◆ **Exercise brief**
Extract the listing below in full, unchanged.

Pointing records
________________

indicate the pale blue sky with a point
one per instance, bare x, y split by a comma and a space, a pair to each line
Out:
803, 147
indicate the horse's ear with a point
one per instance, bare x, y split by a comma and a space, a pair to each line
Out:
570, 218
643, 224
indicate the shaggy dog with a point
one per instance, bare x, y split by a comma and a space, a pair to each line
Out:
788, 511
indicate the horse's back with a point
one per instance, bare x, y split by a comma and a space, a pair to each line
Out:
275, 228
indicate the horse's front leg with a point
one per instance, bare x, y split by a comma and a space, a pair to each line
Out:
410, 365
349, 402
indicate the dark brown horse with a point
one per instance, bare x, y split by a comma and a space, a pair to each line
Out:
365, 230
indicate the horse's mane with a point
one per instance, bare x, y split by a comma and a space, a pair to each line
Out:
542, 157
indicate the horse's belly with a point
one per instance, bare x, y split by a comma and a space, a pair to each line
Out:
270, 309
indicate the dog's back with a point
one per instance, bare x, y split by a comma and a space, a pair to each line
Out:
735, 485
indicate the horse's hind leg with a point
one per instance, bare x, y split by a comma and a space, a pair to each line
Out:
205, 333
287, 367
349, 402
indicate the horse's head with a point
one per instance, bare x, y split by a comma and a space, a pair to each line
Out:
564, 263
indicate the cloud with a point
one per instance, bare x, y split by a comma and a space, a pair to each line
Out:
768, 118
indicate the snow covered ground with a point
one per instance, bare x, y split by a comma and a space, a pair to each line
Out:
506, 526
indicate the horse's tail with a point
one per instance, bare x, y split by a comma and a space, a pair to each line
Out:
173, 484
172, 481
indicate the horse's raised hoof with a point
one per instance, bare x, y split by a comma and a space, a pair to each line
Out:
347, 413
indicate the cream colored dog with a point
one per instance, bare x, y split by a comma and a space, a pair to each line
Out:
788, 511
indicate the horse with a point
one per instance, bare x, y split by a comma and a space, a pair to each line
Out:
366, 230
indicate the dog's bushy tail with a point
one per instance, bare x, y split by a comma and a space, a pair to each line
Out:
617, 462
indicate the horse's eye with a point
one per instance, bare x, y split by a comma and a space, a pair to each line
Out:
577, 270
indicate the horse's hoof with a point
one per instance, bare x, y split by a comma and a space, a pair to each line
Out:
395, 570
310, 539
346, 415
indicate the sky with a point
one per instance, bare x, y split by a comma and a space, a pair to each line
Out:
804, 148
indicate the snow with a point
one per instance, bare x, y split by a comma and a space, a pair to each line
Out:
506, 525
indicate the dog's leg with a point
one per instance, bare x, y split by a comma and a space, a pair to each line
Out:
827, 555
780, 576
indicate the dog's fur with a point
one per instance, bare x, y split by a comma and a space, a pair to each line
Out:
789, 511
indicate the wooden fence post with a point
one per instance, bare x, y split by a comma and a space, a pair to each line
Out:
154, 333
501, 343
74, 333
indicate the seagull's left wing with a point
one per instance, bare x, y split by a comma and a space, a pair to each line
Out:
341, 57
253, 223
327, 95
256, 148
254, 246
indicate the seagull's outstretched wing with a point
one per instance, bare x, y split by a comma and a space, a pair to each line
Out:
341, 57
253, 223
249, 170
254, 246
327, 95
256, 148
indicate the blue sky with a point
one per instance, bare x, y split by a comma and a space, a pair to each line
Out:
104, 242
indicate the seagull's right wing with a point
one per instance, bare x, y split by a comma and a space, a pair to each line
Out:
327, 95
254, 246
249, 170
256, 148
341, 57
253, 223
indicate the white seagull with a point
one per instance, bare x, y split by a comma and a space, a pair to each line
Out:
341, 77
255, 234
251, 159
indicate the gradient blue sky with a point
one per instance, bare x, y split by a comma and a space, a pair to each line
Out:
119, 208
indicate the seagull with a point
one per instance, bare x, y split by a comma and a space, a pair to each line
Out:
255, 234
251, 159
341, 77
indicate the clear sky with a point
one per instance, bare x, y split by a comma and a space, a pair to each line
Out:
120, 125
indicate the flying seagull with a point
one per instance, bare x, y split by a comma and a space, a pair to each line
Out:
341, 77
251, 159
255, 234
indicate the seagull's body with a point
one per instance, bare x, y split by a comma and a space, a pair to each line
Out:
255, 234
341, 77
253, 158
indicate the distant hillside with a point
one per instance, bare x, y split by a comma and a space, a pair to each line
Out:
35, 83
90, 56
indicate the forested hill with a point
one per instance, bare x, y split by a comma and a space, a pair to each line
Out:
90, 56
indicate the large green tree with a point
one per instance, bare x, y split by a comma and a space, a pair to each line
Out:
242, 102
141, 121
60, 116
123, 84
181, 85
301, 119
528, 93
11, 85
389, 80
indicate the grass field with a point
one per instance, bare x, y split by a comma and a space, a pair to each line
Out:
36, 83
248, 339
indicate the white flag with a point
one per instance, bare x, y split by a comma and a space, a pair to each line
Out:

________________

◆ **Output of the exercise**
indicate the pale blue sky with a point
one per instance, bare x, y split by a comma and a space, a pair to each line
Out:
803, 147
indicate the horse's ear with a point
one per instance, bare x, y split by a comma and a space, a pair to each line
Out:
570, 218
643, 224
indicate the shaggy dog with a point
one per instance, bare x, y split by a comma and a space, a pair to each line
Out:
788, 511
indicate the horse's back with a point
one per instance, bare x, y split by a comma and a space, a pair to each line
Out:
275, 228
indicate the horse's front leg with a point
one per instance, bare x, y split by a comma and a space, a pair to each line
Out:
410, 365
349, 402
indicate the dark brown horse with a point
one per instance, bare x, y split by a comma and a space, a pair to each line
Out:
365, 230
indicate the horse's mane with a point
one per instance, bare x, y split by a comma and a space, a pair to each line
Out:
542, 157
indicate the horse's belly with a point
one per instance, bare x, y split by a comma and a space, a pair to each line
Out:
270, 309
indicate the dog's back with a point
one per instance, bare x, y split by a comma and a space, a pair to each line
Out:
735, 485
indicate the horse's hind leg with a point
one per instance, bare x, y split by a comma and a space, a pair to each line
Out:
205, 333
287, 367
349, 402
indicate the horse's head with a point
one per instance, bare x, y split by a comma and a space, a pair to each line
Out:
564, 263
indicate the cloud with a point
one per instance, bare x, y split by a comma and a space, a pair to each line
Out:
768, 118
indicate the snow covered ground with a point
one per instance, bare x, y split by a comma and a space, a pair to each line
Out:
506, 526
indicate the horse's tail with a point
one per instance, bare x, y split by a comma and a space, a pair to each line
Out:
173, 484
172, 481
indicate the horse's raised hoof with a point
one per instance, bare x, y split by a comma and a space, a pair to each line
Out:
347, 413
indicate the cream colored dog with a point
one per instance, bare x, y split by a comma and a space, a pair to each line
Out:
788, 511
indicate the horse with a point
one per instance, bare x, y split by a comma and a space, a pair to each line
Out:
366, 230
indicate the dog's bushy tail with a point
one per instance, bare x, y split by a comma and a space, a pair to each line
Out:
617, 462
indicate the horse's eye with a point
one per instance, bare x, y split by a comma and a space, a pair to each line
Out:
577, 270
indicate the horse's hoof with a point
one per instance, bare x, y split by a comma and a space, a pair to each line
Out:
395, 570
310, 539
346, 415
indicate the sky with a point
one per instance, bare x, y split by a comma and a space, a pair to each line
Out:
804, 148
indicate the snow with a point
one per instance, bare x, y split by a comma and a space, a pair to each line
Out:
506, 525
indicate the dog's leg with a point
one per instance, bare x, y split by a comma and a space, a pair to each line
Out:
827, 555
780, 576
indicate the dog's fur with a point
one per instance, bare x, y split by a comma and a space, a pair to each line
Out:
789, 511
indicate the wooden fence post with a point
one per instance, bare x, y split by a comma and a space, a pair to each line
Out:
154, 333
501, 343
74, 333
indicate the seagull's left wing with a point
one per instance, bare x, y split by a comma and a space, a pair to each line
Out:
341, 57
253, 223
327, 95
256, 148
254, 246
indicate the seagull's outstretched wing with a point
one per instance, bare x, y split by a comma and a space, a pair to each line
Out:
341, 57
253, 223
249, 170
254, 246
327, 95
256, 148
indicate the blue sky with a point
one per instance, bare x, y split by a comma and a space, a pair to each line
Out:
104, 242
indicate the seagull's right wing with a point
one per instance, bare x, y split by a comma and a space, a pair to each line
Out:
327, 95
254, 246
249, 170
256, 148
341, 57
253, 223
indicate the white seagull with a point
one per instance, bare x, y split by a comma and a space, a pair to each line
Out:
341, 77
255, 234
251, 159
indicate the gradient blue sky with a point
one per instance, bare x, y split by a comma and a space, a pair to each line
Out:
119, 208
indicate the seagull with a point
one per instance, bare x, y split by a comma and a space, a pair to each line
Out:
255, 234
251, 159
341, 77
indicate the clear sky with a point
one per instance, bare x, y split by a comma and a space, a pair to each line
Out:
120, 125
indicate the flying seagull with a point
one per instance, bare x, y split by a comma and a space, a pair to each line
Out:
341, 77
251, 159
255, 234
indicate the seagull's body with a point
one per instance, bare x, y split by a comma and a space, a pair to each line
Out:
255, 234
341, 77
253, 158
indicate the distant hillside with a point
one per instance, bare x, y split by a comma and a space, a pair to each line
Out:
35, 83
90, 56
indicate the forested hill with a point
one per instance, bare x, y split by a comma and a space, a pair to each line
Out:
90, 56
indicate the large green tree with a point
one per instance, bare x, y split by a comma and a space, a pair to each line
Out:
242, 102
141, 121
60, 116
123, 84
181, 85
301, 119
528, 93
11, 85
389, 80
indicate the grass field with a point
one per instance, bare x, y split by a comma and a space, a pair to each line
Out:
36, 83
248, 339
indicate the white flag with a point
one per instance, bare x, y split by a comma and a space, a pair to each line
Out:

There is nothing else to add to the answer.